• _Material provided_:
□ □ □ □ □ □ □
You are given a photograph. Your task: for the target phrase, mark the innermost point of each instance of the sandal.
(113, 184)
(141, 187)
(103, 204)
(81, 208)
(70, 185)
□ □ □ □ □ □ □
• _Short problem_: Rewrite the records with "sandal" changed to "shoe", leaving everything else as it is.

• _Correct response_:
You are given a photograph. Your task: for the target phrase, mark the innermost point of each instance of the shoe.
(113, 184)
(141, 187)
(103, 204)
(81, 208)
(70, 185)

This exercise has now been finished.